- **所附文本**:
********************
现场报有一个功能走不下去,后台日志报错:java.sql.SQLException: ORA-01591: 锁被未决分布式事务处理 657.7.39336 持有。
解决方案:
rollback force '657.7.39336';--执行可能会比较慢
执行完成后,查询DBA_2PC_PENDING,
select * from DBA_2PC_PENDING s where s.local_tran_id='657.7.39336';
657.7.39336 SP4GD.a6dfea73.657.7.39336forced rollback no 2015-6-17 5:28:05 2015-6-17 10:44:33 2015-6-17 5:28:05 oracle UNKNOWN SCDB02 LCA_ZC 14456764049772
或者
delete from sys.pending_trans$ where local_tran_id = '657.7.39336';
delete from sys.pending_sessions$ where local_tran_id = '657.7.39336';
delete from sys.pending_sub_sessions$ where local_tran_id ='657.7.39336';
commit;
Commit force '657.7.39336'
exec dbms_transaction.purge_lost_db_entry('657.7.39336');
DBA_2PC_PENDING
describes distributed transactions awaiting recovery.描述等待恢复的分布式事务。
LOCAL_TRAN_ID String of form: n.n.n; n is a number
GLOBAL_TRAN_ID Globally unique transaction ID
STATE Collecting, prepared, committed, forced commit, or forced rollback
MIXED YES indicates part of the transaction committed and part rolled back
ADVICE C for commit, R for rollback, else NULL
TRAN_COMMENT Text for commit work comment text
FAIL_TIME Value of SYSDATE when the row was inserted (transaction or system recovery)
FORCE_TIME Time of manual force decision (null if not forced locally)
RETRY_TIME Time automatic recovery (RECO) last tried to recover the transaction
OS_USER Operating system-specific name for the end-user
OS_TERMINAL Operating system-specific name for the end-user terminal
HOST Name of the host machine for the end-user
DB_USER Oracle user name of the end-user at the topmost database
COMMIT# Global commit number for committed transactions
这个错误是什么意思呢?
********************
- **所给数据**:
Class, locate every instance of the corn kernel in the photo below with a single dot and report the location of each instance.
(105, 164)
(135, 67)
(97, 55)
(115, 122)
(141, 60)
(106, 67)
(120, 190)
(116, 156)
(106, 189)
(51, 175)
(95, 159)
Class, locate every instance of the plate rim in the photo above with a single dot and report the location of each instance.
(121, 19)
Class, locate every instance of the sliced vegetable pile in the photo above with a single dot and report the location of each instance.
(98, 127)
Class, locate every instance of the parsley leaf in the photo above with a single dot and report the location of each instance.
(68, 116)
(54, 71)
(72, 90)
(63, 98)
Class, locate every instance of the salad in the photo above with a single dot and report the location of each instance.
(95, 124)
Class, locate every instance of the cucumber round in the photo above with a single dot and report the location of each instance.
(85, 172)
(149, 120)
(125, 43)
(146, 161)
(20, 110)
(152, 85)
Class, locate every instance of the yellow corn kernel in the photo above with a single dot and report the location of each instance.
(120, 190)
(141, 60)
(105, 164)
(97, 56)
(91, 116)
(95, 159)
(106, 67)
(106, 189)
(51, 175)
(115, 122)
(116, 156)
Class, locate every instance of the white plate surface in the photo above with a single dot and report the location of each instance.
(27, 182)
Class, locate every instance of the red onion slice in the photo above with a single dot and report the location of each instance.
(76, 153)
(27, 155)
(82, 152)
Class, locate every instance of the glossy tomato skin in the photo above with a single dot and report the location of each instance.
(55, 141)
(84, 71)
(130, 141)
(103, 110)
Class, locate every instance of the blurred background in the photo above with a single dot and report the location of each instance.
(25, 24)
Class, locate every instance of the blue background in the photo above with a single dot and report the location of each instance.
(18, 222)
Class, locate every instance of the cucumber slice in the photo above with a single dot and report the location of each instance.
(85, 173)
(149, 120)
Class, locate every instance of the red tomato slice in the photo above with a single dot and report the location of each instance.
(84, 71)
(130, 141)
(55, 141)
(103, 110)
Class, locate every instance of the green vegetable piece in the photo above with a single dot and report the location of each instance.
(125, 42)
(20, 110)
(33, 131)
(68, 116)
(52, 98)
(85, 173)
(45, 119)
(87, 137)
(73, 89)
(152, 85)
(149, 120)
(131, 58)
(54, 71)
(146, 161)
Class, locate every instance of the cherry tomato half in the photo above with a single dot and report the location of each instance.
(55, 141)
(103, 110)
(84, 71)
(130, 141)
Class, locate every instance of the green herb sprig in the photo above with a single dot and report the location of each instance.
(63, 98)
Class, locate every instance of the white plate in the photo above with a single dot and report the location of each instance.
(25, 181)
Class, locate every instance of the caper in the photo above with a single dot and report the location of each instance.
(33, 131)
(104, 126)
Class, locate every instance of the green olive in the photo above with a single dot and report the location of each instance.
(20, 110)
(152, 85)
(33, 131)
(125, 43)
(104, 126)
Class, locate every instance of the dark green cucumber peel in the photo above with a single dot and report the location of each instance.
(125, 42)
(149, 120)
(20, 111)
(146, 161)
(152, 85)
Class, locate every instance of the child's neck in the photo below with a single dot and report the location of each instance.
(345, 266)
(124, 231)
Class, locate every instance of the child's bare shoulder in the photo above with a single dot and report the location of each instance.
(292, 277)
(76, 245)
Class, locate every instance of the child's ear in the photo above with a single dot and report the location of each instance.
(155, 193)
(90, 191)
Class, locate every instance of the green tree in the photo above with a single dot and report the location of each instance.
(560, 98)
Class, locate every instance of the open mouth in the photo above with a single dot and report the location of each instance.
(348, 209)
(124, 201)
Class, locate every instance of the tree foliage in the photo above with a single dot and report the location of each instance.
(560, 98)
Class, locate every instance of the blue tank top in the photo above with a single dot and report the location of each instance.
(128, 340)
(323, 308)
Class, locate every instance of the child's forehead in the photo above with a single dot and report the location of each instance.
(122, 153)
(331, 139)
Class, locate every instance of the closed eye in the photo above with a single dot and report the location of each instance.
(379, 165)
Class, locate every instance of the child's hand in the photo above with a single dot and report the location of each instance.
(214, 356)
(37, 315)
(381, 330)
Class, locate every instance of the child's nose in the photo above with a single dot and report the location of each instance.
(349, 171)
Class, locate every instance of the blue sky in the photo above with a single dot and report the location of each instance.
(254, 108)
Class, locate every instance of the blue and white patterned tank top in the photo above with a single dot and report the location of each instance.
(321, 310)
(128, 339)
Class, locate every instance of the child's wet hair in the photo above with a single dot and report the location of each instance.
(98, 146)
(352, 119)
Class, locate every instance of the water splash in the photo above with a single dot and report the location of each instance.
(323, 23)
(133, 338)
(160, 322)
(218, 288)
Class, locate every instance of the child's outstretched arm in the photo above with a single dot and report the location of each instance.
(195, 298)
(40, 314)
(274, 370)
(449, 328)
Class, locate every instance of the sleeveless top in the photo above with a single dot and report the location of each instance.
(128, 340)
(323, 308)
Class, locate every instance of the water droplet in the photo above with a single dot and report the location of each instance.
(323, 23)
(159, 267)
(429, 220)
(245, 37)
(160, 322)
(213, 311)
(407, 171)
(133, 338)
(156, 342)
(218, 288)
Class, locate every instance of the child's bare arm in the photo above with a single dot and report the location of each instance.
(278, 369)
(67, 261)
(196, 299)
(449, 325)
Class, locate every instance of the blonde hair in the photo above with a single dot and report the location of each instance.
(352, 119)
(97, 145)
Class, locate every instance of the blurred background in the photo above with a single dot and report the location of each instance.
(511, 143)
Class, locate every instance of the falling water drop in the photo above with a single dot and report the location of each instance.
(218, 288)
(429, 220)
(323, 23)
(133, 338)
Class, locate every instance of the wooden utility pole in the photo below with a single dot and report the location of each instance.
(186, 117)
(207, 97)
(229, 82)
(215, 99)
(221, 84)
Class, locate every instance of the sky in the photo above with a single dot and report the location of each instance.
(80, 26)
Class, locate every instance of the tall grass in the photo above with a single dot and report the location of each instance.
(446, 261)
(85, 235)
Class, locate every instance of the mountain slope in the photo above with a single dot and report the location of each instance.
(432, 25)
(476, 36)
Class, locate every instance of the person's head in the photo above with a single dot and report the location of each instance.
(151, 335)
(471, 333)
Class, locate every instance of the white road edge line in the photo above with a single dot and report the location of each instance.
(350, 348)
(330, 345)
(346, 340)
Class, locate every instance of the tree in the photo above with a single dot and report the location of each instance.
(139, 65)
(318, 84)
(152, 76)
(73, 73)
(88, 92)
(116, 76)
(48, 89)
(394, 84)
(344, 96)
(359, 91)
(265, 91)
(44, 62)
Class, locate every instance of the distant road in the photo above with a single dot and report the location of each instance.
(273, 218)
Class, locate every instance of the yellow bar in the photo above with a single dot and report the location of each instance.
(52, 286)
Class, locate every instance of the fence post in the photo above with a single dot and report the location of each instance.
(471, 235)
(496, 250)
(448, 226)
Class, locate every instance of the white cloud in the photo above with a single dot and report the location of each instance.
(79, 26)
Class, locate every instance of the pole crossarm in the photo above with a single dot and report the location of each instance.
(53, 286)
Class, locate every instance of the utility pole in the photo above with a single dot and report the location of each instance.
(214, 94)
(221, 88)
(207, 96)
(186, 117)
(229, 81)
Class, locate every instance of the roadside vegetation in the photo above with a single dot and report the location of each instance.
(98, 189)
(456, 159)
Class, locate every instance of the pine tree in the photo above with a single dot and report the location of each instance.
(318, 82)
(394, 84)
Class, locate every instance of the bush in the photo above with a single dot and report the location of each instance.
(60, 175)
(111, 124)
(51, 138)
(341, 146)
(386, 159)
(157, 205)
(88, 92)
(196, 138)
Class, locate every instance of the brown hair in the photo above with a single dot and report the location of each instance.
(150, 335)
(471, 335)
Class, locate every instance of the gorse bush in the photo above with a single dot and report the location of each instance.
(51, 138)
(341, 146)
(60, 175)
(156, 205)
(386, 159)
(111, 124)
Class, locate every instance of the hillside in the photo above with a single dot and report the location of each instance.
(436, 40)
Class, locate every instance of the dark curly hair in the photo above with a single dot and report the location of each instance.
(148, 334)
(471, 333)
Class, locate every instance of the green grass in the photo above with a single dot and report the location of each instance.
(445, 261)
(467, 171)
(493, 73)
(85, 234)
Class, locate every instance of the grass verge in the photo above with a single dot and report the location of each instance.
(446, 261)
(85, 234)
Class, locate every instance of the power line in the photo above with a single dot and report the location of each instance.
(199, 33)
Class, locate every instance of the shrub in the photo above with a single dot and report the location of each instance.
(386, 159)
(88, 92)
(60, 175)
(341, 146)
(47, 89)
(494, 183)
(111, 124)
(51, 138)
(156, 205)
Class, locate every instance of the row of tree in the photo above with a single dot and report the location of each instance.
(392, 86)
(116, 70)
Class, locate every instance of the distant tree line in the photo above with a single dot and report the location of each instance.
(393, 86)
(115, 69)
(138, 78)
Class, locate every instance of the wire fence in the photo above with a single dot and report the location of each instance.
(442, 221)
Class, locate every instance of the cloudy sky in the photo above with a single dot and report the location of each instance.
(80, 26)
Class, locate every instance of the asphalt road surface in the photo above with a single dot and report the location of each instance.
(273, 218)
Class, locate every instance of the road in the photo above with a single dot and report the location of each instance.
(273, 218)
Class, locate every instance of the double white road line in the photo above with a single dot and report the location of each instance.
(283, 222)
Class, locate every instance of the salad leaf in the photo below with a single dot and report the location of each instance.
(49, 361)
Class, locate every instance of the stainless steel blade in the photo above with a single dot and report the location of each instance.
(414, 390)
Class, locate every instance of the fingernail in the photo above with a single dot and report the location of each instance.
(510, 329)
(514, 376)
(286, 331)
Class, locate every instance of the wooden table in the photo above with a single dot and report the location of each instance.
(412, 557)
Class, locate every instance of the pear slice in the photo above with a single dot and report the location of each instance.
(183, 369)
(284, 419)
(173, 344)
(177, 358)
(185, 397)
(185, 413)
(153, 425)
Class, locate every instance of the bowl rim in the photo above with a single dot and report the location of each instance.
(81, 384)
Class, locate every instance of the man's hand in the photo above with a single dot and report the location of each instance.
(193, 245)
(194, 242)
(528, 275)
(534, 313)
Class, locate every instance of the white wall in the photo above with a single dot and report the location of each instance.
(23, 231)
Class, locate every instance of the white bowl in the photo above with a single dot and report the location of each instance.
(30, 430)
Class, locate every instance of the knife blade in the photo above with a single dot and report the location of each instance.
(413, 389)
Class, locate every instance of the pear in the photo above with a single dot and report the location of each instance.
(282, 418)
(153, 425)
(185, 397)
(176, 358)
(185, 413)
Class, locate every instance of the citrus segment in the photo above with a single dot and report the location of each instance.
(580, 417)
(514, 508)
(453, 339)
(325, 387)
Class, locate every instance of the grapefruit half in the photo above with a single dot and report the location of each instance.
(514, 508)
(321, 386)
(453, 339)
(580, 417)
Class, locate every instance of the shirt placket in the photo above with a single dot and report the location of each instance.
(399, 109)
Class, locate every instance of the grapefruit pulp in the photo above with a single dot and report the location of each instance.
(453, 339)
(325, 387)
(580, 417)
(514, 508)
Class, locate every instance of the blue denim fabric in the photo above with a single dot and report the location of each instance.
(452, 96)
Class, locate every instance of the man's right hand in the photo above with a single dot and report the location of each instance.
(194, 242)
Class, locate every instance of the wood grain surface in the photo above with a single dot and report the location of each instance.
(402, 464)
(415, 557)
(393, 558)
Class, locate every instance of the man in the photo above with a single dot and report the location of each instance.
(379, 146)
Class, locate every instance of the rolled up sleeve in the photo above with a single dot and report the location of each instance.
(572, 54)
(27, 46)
********************
- **任务目标 1**: 所附文本中,DBA_2PC_PENDING 的 ADVICE 列取值为 C 和 R 时分别代表什么?
- **任务目标 2**: 请把所附文本中以“现场报有一个功能走不下去”开头的段落改写得更简短,保留其主要事实。
- **任务目标 3**: 请返回所附文本中从“LOCAL_TRAN_ID String of”起、到“or system recovery)”为止(含这几个字)的原文。

- **结果 1**: C 代表提交(commit),R 代表回滚(rollback)。

- **结果 2**: 现场某功能无法执行,后台日志报 java.sql.SQLException: ORA-01591 错误,提示锁被未决分布式事务 657.7.39336 持有。

- **结果 3**:
LOCAL_TRAN_ID String of form: n.n.n; n is a number
GLOBAL_TRAN_ID Globally unique transaction ID
STATE Collecting, prepared, committed, forced commit, or forced rollback
MIXED YES indicates part of the transaction committed and part rolled back
ADVICE C for commit, R for rollback, else NULL
TRAN_COMMENT Text for commit work comment text
FAIL_TIME Value of SYSDATE when the row was inserted (transaction or system recovery)